**Teks yang Dikaji:**
▼

Reporter: Yusuf Imam Santoso | Editor: Noverius Laoli
KONTAN.CO.ID - JAKARTA. Morgan Stanley meramal ekonomi Indonesia bakal pulih dari dampak pamdemi virus corona 2019 atau Covid-19 pada kurun waktu semester II-2020. Pemulihan ekonomi dalam negeri ini masuk jajar kelompok kedua paling cepat setelah ekonomi China bangkit.
Morgan Stanly dalam riset terbarunya mengenai ekonomi Asia yang berjudul Tracking Covid-19 and Real Time Indicators mengungkapkan, China adalah negara pertama yang bakal keluar dari krisis ekonomi karena pandemi.
Pada kuartal III-2020, Produk Domestik Bruto (PDB) negeri Tirai Bambu diprediksi kembali ke posisi PDB sebelum terjadinya Covid-19.
Baca Juga: Morgan Stanley: Indonesia negara dengan jumlah pembatalan penerbangan terbanyak
Setelah, ekonomi China pulih di kuartal III-2020, pemulihan ekonomi selanjutnya akan disusul oleh Indonesia yang utamanya disokong oleh demand domestik yang terus menguat.

▲

**Data Terkumpul:**
▼

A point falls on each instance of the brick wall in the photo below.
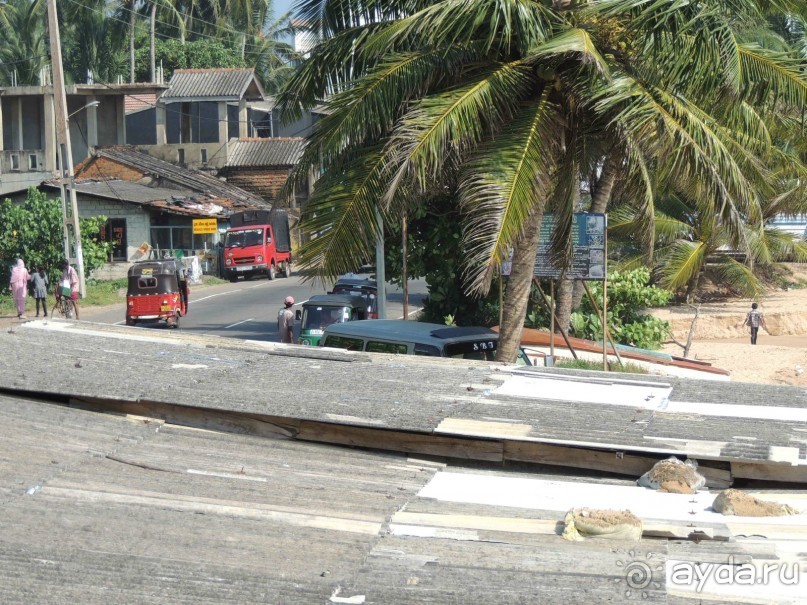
(104, 168)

▲

**Tugas yang Dikerjakan:**
#1 Sebutkan setiap nama kota, negara, atau kawasan yang tertulis dalam teks yang dikaji. Tiap nama cukup ditulis sekali.
#2 Lanjutkan teks berita tentang ramalan pemulihan ekonomi Indonesia dan China.

**Daftar Jawaban:**
#1 Jakarta, Indonesia, China, Asia

#2
Hanya saja, pemulihan ekonomi Indonesia di semester II-2020 akan tergantung dari laporan harian penanganan Covid-19 di kuartal II-2020. Adapun Morgan Stanley memasukan Indonesia pada jajaran kelompok kedua bersama dengan Filipina dan India.
“Kami berharap mereka (kelompok kedua) ekonominya akan kembali ke level pra-Covid-19 berikutnya setelah China. Risikonya adalah jika Covid-19 memuncak pada kuartal II-2020, mereka akan berada di belakang kelompok ketiga pada waktu pemulihan,” sebagaimana riset Morgan Stanley, Rabu (20/5).
Selanjutnya kelompok ketiga yakni Korea dan Taiwan yang dinilai efektif dalam penanganan Covid-19. Namun kedua negara yang berorientasi ekspor itu akan jauh terpengauh oleh resesi global secara umum yang berlangsung pada April-Juni 2020.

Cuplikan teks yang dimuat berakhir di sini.